In the passage below on the homelessness research network, who does some research suggest is best positioned to facilitate productive networks?

> QUOTED PASSAGE:
━━━━━━━━━━━━━━━━━━━━
Some research suggests that people who have insider knowledge of a network community are best positioned to facilitate productive networks (Schönström, 2005). Most of the members of the CHRN’s NAB are positioned to facilitate a flow of information and resources between the CHRN and a diversity of other local networks (e.g., community advisory boards or CABs) and pan-Canadian networks (e.g., the Canadian Alliance to End Homelessness [CAEH]; the Canadian Housing Renewal Association [CHRA]; Raising the Roof). Derek, a leader of a pan-Canadian service delivery organization, explained that having “research from Ottawa, from Vancouver, from Calgary available and having those connections through the network makes it easier to present the national scope to the organization so that they can see what’s happening across the country as well.” Links between local and provincial or federal networks allow individual communities to learn from promising practices in other jurisdictions and to situate their own local research and evaluation efforts within the broader context of homelessness in Canada. Several informants recounted personal experiences which indicate that the CHRN is successful in its efforts to create productive links between an otherwise fragmented collection of research, advocacy, policy, and service delivery networks.
━━━━━━━━━━━━━━━━━━━━
> EXTRACTED MATERIAL:
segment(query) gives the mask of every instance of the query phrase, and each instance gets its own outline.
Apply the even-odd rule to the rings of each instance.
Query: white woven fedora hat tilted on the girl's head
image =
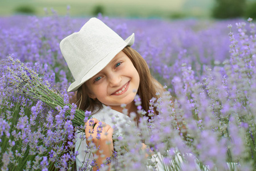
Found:
[[[97,18],[91,18],[78,32],[60,42],[60,50],[75,79],[68,92],[100,72],[125,46],[132,46],[134,34],[123,40]]]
━━━━━━━━━━━━━━━━━━━━
> ANSWER TO THIS PROBLEM: People who have insider knowledge of a network community.